Insomma, chi rispetterà la propria religione potrà essere redento, come si legge dei Patriarchi del Limbo; e Dio che governa ogni cosa non fece niente senza una ragione, cosicché non creò il mondo senza abitanti dove tu vedi tramontare le stelle, i pianeti e tanti corpi celesti.





Quell'emisfero
non fu fatto a caso, né il sole fa tanta fatica invano la notte e il giorno, da un tramonto all'altro: e il sommo Giove [Dio] non ne avrebbe cura se laggiù non ci fossero abitanti. E sappi che il più bello degli angeli [Lucifero], visto che vuoi sapere maggiori dettagli, precipitò al centro della terra da quella parte [nell'altro emisfero].





Solo la fede dei cristiani è quella vera e solo la loro legge è giusta, ben fondata e santa; tutti i vostri dottori [i teologi] dicono il vero, così come la vostra Scrittura; invece tutti i
perfidi ebrei e i pagani [i musulmani], se la grazia del Cielo qui non li protegge, sono dannati e così pure le loro leggi, del Corano dei matti e del Talmud. [...]"

◆ ◆ ◆ ◆ ◆

→ Esercizi da svolgere
- a) Riporti fedelmente il passo del testo di partenza che si apre con le parole contenenti "Insomma, chi rispetterà" e si chiude con "tanti corpi celesti.".
- b) Secondo il testo di partenza, in quale luogo precipitò il più bello degli angeli?

→ Materiale fornito

◆ ◆ ◆ ◆ ◆

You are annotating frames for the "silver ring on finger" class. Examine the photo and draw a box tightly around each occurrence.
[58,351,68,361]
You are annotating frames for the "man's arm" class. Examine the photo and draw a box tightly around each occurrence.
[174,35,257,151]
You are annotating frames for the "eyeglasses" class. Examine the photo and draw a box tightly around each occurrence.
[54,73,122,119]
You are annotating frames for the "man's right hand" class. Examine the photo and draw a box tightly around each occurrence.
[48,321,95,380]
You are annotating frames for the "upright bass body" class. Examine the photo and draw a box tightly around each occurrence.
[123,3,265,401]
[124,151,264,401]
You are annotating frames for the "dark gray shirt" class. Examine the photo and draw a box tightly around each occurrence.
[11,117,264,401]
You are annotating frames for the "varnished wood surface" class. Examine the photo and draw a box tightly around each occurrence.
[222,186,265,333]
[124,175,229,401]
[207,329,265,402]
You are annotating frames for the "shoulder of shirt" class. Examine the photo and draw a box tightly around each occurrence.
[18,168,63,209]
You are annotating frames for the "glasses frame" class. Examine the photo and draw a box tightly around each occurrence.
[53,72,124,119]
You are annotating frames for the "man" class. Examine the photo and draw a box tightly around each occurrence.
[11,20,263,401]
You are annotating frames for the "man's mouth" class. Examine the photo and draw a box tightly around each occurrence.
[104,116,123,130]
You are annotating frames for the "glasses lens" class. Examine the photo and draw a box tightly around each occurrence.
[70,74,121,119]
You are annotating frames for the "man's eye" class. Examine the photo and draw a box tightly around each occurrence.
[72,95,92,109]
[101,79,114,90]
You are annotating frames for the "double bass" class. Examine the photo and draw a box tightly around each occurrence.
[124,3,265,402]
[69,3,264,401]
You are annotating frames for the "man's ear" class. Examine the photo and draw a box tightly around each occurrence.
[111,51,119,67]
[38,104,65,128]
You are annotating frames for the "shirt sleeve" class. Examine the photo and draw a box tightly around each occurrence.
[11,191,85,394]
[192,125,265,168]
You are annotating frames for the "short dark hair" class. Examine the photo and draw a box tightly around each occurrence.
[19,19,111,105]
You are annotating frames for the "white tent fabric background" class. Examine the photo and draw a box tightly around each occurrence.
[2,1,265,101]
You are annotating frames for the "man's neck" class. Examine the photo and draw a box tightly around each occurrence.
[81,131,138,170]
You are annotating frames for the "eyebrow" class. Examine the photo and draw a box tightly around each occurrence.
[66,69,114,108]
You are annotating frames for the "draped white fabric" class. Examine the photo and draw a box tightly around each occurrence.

◆ ◆ ◆ ◆ ◆

→ Soluzioni degli esercizi
- a)
Insomma, chi rispetterà la propria religione potrà essere redento, come si legge dei Patriarchi del Limbo; e Dio che governa ogni cosa non fece niente senza una ragione, cosicché non creò il mondo senza abitanti dove tu vedi tramontare le stelle, i pianeti e tanti corpi celesti.

- b) Al centro della terra, dalla parte dell'altro emisfero.